HOW TO COMPLETE THIS TASK:
Copy every record below exactly.

Stored items from a collection:

[Start of Attachment]

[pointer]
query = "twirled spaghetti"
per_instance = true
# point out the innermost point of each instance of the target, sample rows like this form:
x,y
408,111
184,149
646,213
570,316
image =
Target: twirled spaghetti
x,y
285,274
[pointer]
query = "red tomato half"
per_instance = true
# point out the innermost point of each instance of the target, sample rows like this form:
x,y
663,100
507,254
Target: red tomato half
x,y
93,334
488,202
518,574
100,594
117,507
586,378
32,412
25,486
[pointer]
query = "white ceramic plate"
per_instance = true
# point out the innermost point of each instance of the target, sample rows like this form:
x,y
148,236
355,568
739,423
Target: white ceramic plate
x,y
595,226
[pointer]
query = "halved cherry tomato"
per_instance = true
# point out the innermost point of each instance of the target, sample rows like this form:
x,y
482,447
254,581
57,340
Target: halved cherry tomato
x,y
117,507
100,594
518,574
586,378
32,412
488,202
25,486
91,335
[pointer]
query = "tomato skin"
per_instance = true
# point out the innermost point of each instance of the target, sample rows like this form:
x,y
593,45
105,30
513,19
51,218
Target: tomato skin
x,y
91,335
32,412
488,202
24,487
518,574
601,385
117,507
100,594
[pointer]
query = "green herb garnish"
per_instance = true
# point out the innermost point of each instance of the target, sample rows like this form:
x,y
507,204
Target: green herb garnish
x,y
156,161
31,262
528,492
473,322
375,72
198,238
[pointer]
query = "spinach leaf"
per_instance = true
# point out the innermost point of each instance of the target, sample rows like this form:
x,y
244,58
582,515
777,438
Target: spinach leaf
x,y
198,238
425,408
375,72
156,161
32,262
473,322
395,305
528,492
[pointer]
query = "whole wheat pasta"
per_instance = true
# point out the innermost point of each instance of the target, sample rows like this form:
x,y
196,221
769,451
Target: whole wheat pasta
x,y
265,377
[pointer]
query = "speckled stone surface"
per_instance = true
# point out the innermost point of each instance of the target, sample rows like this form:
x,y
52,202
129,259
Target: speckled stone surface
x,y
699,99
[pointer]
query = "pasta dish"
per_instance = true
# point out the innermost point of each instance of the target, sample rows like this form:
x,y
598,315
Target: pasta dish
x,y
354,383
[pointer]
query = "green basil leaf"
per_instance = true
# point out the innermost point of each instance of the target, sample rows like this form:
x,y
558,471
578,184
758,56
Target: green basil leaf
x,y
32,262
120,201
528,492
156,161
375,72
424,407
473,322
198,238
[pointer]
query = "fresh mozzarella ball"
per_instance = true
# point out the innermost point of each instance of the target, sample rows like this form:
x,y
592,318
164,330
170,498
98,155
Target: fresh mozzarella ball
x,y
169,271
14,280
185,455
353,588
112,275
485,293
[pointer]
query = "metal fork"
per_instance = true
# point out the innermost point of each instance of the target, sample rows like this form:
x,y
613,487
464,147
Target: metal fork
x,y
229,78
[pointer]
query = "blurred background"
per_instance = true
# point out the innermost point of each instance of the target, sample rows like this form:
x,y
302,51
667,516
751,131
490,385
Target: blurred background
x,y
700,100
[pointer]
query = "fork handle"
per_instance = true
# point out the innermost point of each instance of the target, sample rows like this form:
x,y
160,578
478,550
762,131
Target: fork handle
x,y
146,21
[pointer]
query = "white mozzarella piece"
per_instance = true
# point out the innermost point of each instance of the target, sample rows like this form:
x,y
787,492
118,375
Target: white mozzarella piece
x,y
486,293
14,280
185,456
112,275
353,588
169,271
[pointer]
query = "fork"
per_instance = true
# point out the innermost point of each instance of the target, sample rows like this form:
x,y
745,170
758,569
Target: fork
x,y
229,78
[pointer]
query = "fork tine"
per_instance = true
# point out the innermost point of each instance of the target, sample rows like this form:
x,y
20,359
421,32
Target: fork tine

[End of Attachment]

SOLVED EXERCISE:
[pointer]
query = "twirled spaghetti"
per_instance = true
# point out the innermost point of each instance of the target, sample rows like this form:
x,y
408,111
184,149
646,213
570,316
image =
Target: twirled spaghetti
x,y
285,274
[pointer]
query = "red tomato half"
per_instance = true
# point out the innermost point of each instance of the target, sample rows like this form:
x,y
663,100
507,254
Target: red tomato half
x,y
93,334
488,202
518,574
100,594
117,507
586,378
32,412
25,486
[pointer]
query = "white ceramic plate"
per_instance = true
# point out the innermost point of each instance of the target, sample rows like this form:
x,y
148,236
355,568
739,423
Target: white ceramic plate
x,y
595,226
[pointer]
query = "halved cherry tomato"
per_instance = true
# point out the innermost point of each instance of the target, sample rows like this form:
x,y
482,447
254,581
57,340
Target: halved cherry tomato
x,y
117,507
100,594
518,574
586,378
32,412
488,202
25,486
91,335
[pointer]
query = "tomato skin"
per_instance = true
# point out the innermost point of each instance of the target, sample rows like this form:
x,y
593,45
105,30
513,19
51,218
Target: tomato skin
x,y
91,335
32,412
488,202
24,487
518,574
601,385
117,507
100,594
[pointer]
query = "green herb garnish"
per_instance = true
# point out the innermost point of each instance of the target, sample rows like this form:
x,y
507,204
Target: green herb garnish
x,y
156,161
31,262
528,492
473,322
375,72
198,238
[pointer]
query = "spinach leaf"
per_instance = true
# point out the innermost point of each instance of the target, sample rows like this form:
x,y
244,58
582,515
777,438
Target: spinach leaf
x,y
198,238
425,408
375,72
156,161
32,262
473,322
395,305
528,492
[pointer]
query = "whole wheat pasta"
per_instance = true
# point out the innermost point of each instance of the target, sample rows like this form:
x,y
196,221
769,451
Target: whole wheat pasta
x,y
265,377
[pointer]
query = "speckled stone surface"
per_instance = true
# point out the innermost point of each instance of the target, sample rows like this form:
x,y
52,202
129,259
Target: speckled stone surface
x,y
699,99
[pointer]
query = "pasta dish"
per_instance = true
# point out the innermost point of each instance of the target, sample rows like this form:
x,y
598,315
Target: pasta dish
x,y
354,383
[pointer]
query = "green basil leaf"
per_instance = true
# point out the innermost point of each instance of the target, sample rows like this form:
x,y
558,471
578,184
758,56
Target: green basil leaf
x,y
32,262
120,201
528,492
156,161
375,72
424,407
473,322
198,238
[pointer]
query = "fresh mozzarella ball"
per_instance = true
# point out the innermost point of each instance of the target, sample rows like this form:
x,y
592,318
164,330
170,498
98,155
Target: fresh mozzarella ball
x,y
169,271
14,280
185,455
353,588
112,275
485,293
[pointer]
query = "metal fork"
per_instance = true
# point out the innermost point of each instance of the target, sample rows like this form:
x,y
613,487
464,147
Target: metal fork
x,y
229,78
[pointer]
query = "blurred background"
per_instance = true
# point out the innermost point of each instance of the target, sample rows like this form:
x,y
302,51
667,516
751,131
490,385
Target: blurred background
x,y
700,100
[pointer]
query = "fork handle"
per_instance = true
# point out the innermost point of each instance of the target, sample rows like this form:
x,y
160,578
478,550
762,131
Target: fork handle
x,y
146,21
[pointer]
query = "white mozzarella piece"
per_instance = true
# point out the innermost point of each instance of the target, sample rows like this form:
x,y
787,492
118,375
Target: white mozzarella piece
x,y
486,293
14,280
185,456
112,275
353,588
169,271
[pointer]
query = "fork"
per_instance = true
# point out the innermost point of each instance of the target, sample rows like this form:
x,y
745,170
758,569
Target: fork
x,y
229,78
[pointer]
query = "fork tine"
per_instance = true
# point out the innermost point of each instance of the target, sample rows like this form:
x,y
20,359
421,32
Target: fork tine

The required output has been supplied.